Copy out every line below without alteration.
--- Exercise data Enclosed Below ---
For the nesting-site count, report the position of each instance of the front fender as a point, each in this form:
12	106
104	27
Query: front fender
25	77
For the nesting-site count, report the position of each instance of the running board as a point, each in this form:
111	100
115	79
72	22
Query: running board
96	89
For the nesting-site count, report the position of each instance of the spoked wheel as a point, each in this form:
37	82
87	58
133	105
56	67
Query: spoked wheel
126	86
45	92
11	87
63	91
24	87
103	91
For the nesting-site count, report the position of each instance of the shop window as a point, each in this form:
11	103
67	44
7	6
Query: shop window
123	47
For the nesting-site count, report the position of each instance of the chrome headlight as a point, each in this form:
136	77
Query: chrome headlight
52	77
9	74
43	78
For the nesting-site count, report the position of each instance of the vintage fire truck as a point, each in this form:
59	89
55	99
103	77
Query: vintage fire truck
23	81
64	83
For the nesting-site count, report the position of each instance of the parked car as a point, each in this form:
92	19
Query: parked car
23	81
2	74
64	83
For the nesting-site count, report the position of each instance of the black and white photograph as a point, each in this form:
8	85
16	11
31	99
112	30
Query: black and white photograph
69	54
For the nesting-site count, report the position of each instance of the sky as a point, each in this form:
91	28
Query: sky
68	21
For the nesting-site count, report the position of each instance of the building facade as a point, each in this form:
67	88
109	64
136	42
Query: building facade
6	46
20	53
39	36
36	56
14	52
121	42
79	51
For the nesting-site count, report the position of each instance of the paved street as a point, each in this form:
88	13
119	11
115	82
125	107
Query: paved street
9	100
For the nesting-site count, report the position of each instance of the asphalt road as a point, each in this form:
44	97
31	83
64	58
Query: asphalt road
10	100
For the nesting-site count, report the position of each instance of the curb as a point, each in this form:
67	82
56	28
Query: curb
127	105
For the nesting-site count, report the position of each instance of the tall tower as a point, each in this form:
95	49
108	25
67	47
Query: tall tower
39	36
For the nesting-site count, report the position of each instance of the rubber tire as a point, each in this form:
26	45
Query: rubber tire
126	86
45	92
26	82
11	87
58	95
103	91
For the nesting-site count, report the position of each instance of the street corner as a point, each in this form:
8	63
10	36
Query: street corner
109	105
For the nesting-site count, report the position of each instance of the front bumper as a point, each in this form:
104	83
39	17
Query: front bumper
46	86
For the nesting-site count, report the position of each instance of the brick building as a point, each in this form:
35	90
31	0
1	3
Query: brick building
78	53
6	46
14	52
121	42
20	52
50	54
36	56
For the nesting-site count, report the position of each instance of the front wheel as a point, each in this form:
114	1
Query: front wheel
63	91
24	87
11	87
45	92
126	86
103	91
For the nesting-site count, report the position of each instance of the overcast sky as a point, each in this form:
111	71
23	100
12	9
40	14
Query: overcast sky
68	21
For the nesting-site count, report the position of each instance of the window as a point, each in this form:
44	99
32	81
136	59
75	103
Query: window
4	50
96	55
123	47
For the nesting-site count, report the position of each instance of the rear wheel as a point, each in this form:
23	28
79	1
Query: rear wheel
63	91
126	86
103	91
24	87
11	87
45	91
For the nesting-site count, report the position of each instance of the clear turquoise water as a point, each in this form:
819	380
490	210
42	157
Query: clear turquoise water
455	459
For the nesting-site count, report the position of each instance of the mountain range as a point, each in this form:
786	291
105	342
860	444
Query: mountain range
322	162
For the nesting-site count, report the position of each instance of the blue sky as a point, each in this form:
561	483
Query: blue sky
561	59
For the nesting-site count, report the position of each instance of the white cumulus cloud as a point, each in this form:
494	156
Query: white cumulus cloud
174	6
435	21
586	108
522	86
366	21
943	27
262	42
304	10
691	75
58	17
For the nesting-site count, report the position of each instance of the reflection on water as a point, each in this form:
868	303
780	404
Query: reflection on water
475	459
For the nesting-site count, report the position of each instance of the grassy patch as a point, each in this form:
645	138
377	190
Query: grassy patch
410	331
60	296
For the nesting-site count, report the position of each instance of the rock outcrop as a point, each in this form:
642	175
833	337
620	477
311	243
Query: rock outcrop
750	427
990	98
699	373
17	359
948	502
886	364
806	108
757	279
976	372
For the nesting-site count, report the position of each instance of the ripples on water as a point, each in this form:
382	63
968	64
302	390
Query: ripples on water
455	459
--- End of Enclosed Exercise data ---
* [Solved problem]:
For the nesting-site count, report the position of each instance of the front fender as a point, each in this form:
12	106
104	27
Query: front fender
25	77
For the nesting-site count, report the position of each instance of the running board as a point, each in this form:
111	100
115	79
72	22
Query: running board
96	89
For the nesting-site count, report the position of each instance of the spoked wheel as a point, each in this form:
37	82
87	58
133	105
56	67
Query: spoked wheel
126	86
45	92
11	87
63	91
24	87
103	91
For the nesting-site count, report the position of each instance of the shop window as a point, each in this form:
11	103
67	44
7	6
Query: shop window
123	47
For the nesting-site count, report the position of each instance of the chrome headlight as a point, each in this form:
136	77
Query: chrome headlight
52	77
9	74
43	78
For the nesting-site count, report the position of each instance of the vintage fire truck as a point, each in this form:
59	89
55	99
103	77
Query: vintage fire truck
23	81
64	83
For the nesting-site count, report the position of each instance of the parked car as a point, each in this form:
92	19
Query: parked car
23	81
2	74
64	83
For the nesting-site count, report the position of each instance of the black and white photograph as a point, each in this form:
8	85
16	11
31	99
112	30
Query: black and white photograph
69	54
For the nesting-site count, report the position of each instance of the sky as a point, each in this form:
91	28
Query: sky
68	21
For the nesting-site count, report the position of each instance of the building facade as a point, each in this form:
67	88
109	64
136	42
Query: building facade
6	46
20	53
39	36
36	56
14	52
121	42
79	51
For the nesting-site count, report the position of each instance of the paved street as a point, each in this form:
88	13
119	11
115	82
125	107
Query: paved street
9	100
For the nesting-site count, report the position of each instance of the asphalt road as a point, each in this form:
44	97
31	83
64	58
Query: asphalt road
10	100
For the nesting-site count, report the position of each instance of the curb as a point, each in this form:
67	82
56	28
Query: curb
127	105
For the nesting-site count, report the position of each instance of the tall tower as a point, each in this form:
95	49
108	25
67	47
Query: tall tower
39	36
For the nesting-site count, report the position of each instance of the rubber tire as a point, each in this form:
26	45
Query: rubber tire
126	86
45	92
26	82
11	87
58	95
103	91
For the nesting-site count, report the position of each instance of the street corner as a point, each in this form:
8	63
10	36
Query: street corner
109	105
For the nesting-site count, report the position of each instance of the front bumper as a point, each in this form:
104	83
39	17
Query: front bumper
46	86
For the nesting-site count, report the position of each instance of the brick building as a point, each in this form:
35	90
31	0
1	3
Query: brick building
78	53
6	46
14	52
121	42
20	52
50	54
36	56
For the nesting-site count, report the position of each instance of the front wheel as a point, each in this form:
114	1
Query: front wheel
63	91
24	87
11	87
45	92
126	86
103	91
For the nesting-site count, report the position of each instance of the overcast sky as a point, each in this form:
111	71
23	100
12	9
40	14
Query: overcast sky
68	21
For the nesting-site count, report the position of each instance of the window as a point, each in this form:
44	99
32	81
136	59
75	103
Query: window
4	50
96	55
123	47
For the nesting-site count, report the position of each instance of the rear wheel as a point, each in this form:
23	28
79	1
Query: rear wheel
63	91
126	86
103	91
24	87
11	87
45	91
For the nesting-site count, report the position of each instance of the clear turquoise water as a point, each in this form:
819	380
490	210
42	157
Query: clear turquoise water
455	459
For the nesting-site count, report the position of each instance of the mountain range as a point, each in this form:
786	291
105	342
860	444
Query: mountain range
322	162
For the nesting-site count, report the position of each instance of the blue sky as a point, each in this form:
561	483
Query: blue sky
561	59
For the nesting-site count, report the position of each instance of the white cumulus cloud as a point, each in this form:
494	156
Query: white cumulus cloud
174	6
435	21
586	108
522	86
366	21
943	27
262	42
304	10
691	75
58	17
For the nesting-site count, report the position of each instance of the reflection on water as a point, each in this form:
868	303
780	404
Query: reflection on water
475	459
For the nesting-site count, report the position of each instance of the grassy patch as a point, each in this form:
645	138
377	190
Query: grassy patch
410	331
60	296
For the nesting-site count, report the position of each instance of the rock outcrop as a point, each in this form:
642	175
833	337
620	477
311	243
Query: rock outcrop
750	427
990	98
699	373
17	359
948	502
886	364
806	108
757	279
976	372
For the nesting-site count, report the position of each instance of the ripples on water as a point, each in this form:
382	63
968	64
302	390
Query: ripples on water
455	459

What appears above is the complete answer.